* **EXCERPT**
───

There were quite a few trips down memory lane as we dug out stuff she hadn't seen in a long time. I think she's happy to have found some of her mother's things and to know she can get to them and use them now that they aren't buried under platic plates and other junk she didn't use (as evidenced by thick grime layers and dead spiders covering many things).

I don't really have any hope that the cabinets will be as neat and tidy as they were when we left (she stacks things randomly inside the cabinet, putting bowls on top of plates even though there's a pile for bowls). But I do hope that she can stick with her resolution to not buy any more kitchen stuff unless she really gets rid of something else.

But here's the best news.... she called last night to say she went through another 2 cabinets yesterday after we left!! Dare I hope that she'll keep it up???

- Jena

Comments (12)

  • talley_sue_nyc
    17 years ago

    I think you DO dare hope.

    Sometimes people just need a jump start, even if they do have hoarding tendencies. And sometimes hoarding tendencies are just inertia, really.

    She's also gotten a really big reward--being able to find and use her mother's stuff. That's always good for a dose of energy.

    Way to go, and what a great strategy.

    Now, when's your next visit, so you can get her started on the linen closet?

  • susan_on
    17 years ago

    That's great news! Sounds like a really great accomplishment!

  • jenathegreat
    Original Author
    17 years ago

    Sadly we only get up there about once a year (we're in Texas, she's in Maryland), so she'll have to hold the fort alone for quite a while.

    Oh, the linen closet!! I'd love to get some old nasty things out of there! And I've already started working on the "animal shelters could really use some of those old towels" strategy.

    I should have mentioned that she allowed DH and his brother to remove 2 giant broken console TVs from the 70s along with other assorted large trash items and take them to the dump - kinda makes me glad I don't have a basement so I can't be tempted to store large crap. (DH's brother lives close to her and helps her out, but these were things he couldn't lift by himself and he's too embarrassed to ask a friend to go into his mom's house).

  • Julie_MI_Z5
    17 years ago

    Jena,

    What a great time had by all! That is just SO wonderful that your MIL has realized that there ARE things she doesn't need. The "animal shelter needs old towels" idea was a good hint!

───

* **Collection entries**
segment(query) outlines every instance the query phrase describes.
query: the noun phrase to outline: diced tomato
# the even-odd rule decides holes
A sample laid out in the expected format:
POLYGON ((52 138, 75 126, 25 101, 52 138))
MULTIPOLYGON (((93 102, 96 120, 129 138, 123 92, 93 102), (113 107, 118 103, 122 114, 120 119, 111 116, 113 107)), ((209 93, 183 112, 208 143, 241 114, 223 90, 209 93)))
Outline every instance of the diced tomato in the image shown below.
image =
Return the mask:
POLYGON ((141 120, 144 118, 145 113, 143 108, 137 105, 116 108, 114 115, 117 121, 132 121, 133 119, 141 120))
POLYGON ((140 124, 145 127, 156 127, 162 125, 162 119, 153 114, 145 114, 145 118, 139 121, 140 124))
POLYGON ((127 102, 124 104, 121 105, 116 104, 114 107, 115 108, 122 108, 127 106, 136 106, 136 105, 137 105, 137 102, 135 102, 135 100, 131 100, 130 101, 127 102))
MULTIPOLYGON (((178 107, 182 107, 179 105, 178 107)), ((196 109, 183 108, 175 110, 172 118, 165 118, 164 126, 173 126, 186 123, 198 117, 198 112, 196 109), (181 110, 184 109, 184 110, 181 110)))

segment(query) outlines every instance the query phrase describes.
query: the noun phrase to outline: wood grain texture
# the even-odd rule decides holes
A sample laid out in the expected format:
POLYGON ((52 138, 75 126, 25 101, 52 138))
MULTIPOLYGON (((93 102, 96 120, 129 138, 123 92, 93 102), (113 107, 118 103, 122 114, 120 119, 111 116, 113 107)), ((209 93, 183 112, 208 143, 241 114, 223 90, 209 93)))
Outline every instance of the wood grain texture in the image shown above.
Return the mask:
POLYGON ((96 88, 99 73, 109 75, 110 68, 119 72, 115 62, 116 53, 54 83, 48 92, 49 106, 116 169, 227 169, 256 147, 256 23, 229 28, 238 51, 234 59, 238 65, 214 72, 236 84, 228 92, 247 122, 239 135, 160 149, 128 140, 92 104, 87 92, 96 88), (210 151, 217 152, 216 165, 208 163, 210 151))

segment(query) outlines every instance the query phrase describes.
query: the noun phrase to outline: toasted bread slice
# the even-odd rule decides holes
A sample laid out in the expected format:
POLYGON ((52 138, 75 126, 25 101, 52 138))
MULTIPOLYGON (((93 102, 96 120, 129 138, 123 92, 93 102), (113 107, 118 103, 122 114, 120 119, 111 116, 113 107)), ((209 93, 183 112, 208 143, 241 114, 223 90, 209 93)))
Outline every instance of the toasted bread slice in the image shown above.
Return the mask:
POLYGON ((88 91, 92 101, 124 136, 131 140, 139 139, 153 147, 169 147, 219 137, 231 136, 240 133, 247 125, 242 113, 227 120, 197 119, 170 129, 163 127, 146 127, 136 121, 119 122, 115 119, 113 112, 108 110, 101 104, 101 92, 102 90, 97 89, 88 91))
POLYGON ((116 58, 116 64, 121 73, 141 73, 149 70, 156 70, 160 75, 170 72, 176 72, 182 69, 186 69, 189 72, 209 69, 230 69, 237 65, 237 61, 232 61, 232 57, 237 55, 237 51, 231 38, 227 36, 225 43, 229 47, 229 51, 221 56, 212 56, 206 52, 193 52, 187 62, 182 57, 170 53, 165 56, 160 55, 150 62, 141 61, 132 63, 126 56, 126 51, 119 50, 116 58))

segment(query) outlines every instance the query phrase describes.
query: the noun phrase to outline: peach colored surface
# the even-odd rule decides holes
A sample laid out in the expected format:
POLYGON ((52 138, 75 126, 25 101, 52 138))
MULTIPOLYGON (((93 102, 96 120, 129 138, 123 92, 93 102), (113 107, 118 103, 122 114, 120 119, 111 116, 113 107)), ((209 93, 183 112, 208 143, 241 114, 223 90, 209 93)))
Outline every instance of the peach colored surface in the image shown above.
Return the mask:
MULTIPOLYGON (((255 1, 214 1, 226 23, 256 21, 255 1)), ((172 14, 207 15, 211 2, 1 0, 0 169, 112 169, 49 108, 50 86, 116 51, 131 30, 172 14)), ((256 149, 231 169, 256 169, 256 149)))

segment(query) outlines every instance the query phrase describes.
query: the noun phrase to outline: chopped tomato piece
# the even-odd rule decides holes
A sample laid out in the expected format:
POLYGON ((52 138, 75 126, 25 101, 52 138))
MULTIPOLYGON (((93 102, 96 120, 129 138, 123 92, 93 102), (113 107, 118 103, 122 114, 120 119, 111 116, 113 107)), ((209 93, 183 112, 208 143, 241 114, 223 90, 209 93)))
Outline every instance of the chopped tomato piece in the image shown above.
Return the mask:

───

* **EXERCISE TASK 1**
Copy the kitchen cleanout post word for word, starting at the words "I should have" and ending after "his mom's house).".
* **EXERCISE TASK 2**
Answer these questions using the kitchen cleanout post:
(a) How many more cabinets did the mother-in-law go through after the visitors left?
(b) Which state are the visitors in, and which state is the mother-in-law in?
(c) What did DH and his brother take to the dump?
These rows were taken from a separate source.

* **EXERCISE OUTPUT 1**
I should have mentioned that she allowed DH and his brother to remove 2 giant broken console TVs from the 70s along with other assorted large trash items and take them to the dump - kinda makes me glad I don't have a basement so I can't be tempted to store large crap. (DH's brother lives close to her and helps her out, but these were things he couldn't lift by himself and he's too embarrassed to ask a friend to go into his mom's house).

* **EXERCISE OUTPUT 2**
(a) 2 cabinets.
(b) The visitors are in Texas, and the mother-in-law is in Maryland.
(c) 2 giant broken console TVs from the 70s, along with other assorted large trash items.